§ **Short exercise**: Which lines in the records below contain the string "lantern", with case counting? Return each of those lines in full.
** start Records for processing **
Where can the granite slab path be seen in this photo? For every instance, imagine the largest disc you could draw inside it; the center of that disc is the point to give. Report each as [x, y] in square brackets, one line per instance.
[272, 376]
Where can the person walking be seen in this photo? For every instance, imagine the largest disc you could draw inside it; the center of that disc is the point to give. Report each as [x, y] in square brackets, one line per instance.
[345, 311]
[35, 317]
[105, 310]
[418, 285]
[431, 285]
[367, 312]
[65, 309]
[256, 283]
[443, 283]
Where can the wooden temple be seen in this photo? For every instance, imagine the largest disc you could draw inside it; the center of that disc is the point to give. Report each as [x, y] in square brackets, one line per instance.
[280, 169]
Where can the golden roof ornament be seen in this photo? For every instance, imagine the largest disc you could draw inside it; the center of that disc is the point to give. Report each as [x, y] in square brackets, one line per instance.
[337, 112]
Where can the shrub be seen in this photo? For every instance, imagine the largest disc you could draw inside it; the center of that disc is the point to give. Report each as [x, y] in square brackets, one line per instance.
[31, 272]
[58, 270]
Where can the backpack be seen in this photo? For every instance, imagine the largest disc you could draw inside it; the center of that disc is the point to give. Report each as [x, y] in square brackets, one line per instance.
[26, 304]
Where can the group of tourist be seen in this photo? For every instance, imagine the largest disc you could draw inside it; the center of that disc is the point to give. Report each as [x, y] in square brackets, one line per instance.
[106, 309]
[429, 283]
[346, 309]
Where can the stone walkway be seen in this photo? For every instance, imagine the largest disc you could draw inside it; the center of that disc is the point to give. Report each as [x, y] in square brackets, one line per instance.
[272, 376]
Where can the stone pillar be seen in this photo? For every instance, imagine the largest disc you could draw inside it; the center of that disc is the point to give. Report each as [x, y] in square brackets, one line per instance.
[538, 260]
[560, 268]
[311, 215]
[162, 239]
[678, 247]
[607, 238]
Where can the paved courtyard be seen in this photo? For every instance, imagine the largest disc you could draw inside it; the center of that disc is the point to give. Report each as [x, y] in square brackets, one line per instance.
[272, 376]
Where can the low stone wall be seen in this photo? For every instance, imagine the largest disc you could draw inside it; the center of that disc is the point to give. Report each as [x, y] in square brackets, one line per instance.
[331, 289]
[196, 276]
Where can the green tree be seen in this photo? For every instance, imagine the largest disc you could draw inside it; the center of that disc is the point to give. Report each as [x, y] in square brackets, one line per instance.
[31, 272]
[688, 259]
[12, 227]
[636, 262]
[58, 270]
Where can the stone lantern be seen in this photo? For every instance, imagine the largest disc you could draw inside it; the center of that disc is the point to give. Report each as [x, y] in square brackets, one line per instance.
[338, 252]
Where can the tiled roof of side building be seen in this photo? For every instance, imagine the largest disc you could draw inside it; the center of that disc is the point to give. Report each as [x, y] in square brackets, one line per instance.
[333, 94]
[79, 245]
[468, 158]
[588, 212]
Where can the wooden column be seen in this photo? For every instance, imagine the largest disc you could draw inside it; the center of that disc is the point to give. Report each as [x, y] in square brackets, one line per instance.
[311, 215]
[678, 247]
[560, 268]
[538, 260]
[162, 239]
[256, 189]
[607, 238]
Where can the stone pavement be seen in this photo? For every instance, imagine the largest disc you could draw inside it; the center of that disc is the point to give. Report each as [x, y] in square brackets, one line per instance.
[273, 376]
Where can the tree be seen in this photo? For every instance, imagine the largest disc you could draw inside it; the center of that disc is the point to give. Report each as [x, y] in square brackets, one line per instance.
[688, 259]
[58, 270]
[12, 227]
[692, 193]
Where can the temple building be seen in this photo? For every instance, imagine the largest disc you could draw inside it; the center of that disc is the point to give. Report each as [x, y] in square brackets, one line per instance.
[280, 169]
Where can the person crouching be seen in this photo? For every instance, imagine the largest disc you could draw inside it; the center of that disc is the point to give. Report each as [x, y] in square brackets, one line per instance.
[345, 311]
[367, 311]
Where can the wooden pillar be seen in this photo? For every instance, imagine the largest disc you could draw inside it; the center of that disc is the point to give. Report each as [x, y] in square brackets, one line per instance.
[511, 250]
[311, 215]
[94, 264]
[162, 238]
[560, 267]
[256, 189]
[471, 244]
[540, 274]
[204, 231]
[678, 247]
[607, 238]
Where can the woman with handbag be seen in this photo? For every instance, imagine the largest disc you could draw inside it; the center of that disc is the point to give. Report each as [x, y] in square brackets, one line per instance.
** end Records for processing **
** start Records for processing **
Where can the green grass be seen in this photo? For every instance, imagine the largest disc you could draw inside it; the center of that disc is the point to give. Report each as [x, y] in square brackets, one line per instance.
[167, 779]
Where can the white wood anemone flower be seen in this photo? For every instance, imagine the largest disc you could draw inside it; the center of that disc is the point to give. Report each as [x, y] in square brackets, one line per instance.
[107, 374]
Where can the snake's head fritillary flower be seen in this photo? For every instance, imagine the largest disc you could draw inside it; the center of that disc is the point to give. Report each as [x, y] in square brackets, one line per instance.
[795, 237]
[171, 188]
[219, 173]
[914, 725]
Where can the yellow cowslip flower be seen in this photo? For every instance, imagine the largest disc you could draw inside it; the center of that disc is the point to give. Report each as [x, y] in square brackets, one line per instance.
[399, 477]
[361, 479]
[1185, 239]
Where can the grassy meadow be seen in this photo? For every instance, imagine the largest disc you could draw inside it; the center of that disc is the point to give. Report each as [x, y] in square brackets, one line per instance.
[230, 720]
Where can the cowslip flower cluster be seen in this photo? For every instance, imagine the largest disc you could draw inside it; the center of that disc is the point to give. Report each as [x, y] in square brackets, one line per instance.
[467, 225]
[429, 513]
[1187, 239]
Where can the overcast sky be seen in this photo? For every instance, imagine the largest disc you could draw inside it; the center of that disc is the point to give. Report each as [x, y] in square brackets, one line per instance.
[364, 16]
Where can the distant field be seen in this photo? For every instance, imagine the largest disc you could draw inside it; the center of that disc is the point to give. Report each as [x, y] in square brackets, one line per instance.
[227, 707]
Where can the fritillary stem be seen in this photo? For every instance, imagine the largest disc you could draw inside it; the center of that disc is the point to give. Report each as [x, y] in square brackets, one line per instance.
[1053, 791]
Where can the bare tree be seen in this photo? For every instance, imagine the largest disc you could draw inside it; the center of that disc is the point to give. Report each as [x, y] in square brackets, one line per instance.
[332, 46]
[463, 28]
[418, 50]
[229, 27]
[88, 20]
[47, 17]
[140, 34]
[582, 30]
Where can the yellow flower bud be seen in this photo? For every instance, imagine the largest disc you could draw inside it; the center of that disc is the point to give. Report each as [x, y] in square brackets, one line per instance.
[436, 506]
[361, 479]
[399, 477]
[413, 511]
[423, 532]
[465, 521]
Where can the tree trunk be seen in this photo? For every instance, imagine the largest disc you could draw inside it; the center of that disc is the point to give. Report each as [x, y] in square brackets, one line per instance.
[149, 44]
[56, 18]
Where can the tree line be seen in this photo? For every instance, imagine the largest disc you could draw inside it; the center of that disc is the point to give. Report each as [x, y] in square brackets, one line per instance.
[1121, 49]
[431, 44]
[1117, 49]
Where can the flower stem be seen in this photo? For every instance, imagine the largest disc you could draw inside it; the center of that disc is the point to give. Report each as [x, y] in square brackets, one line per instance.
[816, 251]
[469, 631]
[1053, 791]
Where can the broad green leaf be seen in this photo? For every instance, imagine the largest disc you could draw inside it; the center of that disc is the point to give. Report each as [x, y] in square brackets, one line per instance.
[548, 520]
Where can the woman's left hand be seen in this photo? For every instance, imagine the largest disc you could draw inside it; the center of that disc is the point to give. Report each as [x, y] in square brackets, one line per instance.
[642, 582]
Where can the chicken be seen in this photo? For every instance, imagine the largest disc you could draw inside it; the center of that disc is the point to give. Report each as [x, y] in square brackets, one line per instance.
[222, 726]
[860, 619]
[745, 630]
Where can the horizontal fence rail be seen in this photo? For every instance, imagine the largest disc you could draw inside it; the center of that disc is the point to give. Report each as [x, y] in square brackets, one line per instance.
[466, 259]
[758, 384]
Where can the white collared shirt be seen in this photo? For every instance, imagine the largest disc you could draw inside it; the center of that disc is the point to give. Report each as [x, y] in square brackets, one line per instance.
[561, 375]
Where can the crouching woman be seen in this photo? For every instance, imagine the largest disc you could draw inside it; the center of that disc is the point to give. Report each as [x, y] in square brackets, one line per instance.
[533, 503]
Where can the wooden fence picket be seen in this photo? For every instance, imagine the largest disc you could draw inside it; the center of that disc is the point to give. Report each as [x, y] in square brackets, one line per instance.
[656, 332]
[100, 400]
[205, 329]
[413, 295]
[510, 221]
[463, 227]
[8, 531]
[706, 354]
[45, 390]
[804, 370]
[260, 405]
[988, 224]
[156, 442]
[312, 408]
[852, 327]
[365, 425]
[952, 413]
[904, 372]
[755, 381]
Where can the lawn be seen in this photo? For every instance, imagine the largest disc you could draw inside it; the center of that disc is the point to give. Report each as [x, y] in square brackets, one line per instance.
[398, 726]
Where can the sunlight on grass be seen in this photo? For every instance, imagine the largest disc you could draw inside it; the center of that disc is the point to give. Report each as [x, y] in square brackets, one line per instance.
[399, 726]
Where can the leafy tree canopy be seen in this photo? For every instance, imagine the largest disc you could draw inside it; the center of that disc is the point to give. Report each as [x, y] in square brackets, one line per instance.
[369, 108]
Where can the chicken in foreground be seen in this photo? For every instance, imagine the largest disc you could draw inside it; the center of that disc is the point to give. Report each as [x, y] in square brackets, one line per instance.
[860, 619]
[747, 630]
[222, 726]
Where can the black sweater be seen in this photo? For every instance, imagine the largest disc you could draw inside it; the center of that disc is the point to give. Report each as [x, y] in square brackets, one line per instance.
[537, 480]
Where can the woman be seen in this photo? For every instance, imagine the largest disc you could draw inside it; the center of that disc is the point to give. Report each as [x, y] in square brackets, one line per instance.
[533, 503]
** end Records for processing **
** start Records for processing **
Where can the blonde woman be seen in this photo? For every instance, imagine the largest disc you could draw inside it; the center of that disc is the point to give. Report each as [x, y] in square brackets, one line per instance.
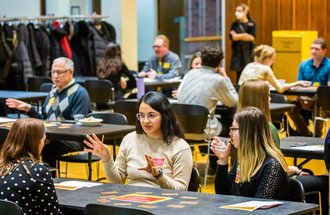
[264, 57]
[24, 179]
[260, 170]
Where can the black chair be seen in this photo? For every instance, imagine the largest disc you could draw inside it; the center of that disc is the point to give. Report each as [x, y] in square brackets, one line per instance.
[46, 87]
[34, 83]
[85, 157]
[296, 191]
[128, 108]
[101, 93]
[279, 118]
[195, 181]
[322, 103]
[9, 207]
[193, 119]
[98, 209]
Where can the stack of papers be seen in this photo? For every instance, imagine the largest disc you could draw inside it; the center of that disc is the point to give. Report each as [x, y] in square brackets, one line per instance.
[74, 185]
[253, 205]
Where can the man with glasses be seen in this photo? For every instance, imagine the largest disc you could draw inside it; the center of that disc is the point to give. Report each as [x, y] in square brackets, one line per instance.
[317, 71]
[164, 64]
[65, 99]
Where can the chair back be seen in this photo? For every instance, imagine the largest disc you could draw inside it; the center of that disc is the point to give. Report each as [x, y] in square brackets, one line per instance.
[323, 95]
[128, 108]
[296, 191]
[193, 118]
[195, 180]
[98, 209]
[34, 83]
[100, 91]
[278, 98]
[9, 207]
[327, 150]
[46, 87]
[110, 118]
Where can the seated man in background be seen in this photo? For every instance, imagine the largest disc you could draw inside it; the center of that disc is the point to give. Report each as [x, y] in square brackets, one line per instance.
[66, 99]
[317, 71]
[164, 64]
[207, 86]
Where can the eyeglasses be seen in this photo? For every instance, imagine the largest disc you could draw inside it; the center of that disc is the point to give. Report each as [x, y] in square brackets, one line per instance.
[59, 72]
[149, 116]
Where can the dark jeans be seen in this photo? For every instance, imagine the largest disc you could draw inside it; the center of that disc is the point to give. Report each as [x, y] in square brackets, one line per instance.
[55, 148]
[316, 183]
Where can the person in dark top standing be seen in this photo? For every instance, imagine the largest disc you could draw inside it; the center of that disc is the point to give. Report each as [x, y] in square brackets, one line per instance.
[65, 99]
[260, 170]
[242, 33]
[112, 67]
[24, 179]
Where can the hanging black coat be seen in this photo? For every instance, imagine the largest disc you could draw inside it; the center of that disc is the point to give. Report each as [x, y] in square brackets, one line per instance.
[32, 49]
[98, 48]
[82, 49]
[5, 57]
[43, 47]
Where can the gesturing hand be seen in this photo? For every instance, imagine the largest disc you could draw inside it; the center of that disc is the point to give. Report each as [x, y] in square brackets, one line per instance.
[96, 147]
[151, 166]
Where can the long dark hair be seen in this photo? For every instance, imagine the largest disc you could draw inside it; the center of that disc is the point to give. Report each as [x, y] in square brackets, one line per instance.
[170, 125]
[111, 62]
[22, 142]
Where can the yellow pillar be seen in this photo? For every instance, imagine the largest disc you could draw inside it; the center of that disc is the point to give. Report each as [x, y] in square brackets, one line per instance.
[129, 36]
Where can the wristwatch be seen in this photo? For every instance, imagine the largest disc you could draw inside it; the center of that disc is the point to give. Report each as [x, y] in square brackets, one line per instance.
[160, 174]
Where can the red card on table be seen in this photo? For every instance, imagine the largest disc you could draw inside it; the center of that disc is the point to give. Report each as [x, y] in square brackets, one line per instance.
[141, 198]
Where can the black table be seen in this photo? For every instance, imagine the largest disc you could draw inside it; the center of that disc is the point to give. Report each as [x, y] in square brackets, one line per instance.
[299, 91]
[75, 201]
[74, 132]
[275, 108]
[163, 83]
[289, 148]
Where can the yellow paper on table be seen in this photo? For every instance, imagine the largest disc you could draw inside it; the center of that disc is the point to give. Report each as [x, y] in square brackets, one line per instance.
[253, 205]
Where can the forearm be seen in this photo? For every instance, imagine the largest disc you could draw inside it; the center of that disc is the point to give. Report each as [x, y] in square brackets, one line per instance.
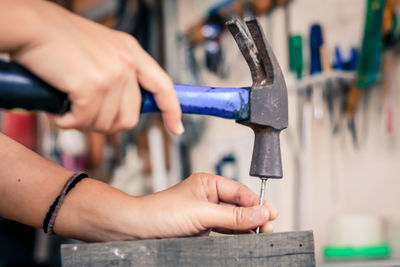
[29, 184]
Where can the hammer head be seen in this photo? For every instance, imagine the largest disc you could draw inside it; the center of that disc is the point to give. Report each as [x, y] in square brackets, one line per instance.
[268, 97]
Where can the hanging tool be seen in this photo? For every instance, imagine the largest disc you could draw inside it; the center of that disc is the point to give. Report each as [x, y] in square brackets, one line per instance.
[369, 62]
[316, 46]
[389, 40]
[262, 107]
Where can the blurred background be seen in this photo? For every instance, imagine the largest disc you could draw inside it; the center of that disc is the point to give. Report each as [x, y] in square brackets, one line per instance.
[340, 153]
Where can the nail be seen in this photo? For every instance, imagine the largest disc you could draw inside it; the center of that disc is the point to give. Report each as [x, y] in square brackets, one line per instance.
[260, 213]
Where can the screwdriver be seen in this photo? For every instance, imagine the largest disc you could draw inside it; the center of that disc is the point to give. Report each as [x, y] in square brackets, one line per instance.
** end Records for processing **
§ **Complete response**:
Where can the stone lantern be seen in this photo? For every instance, imagine the largest disc you could draw inside it; the center of that disc is the point to give. Report each as [x, y] in square brackets, one line per instance.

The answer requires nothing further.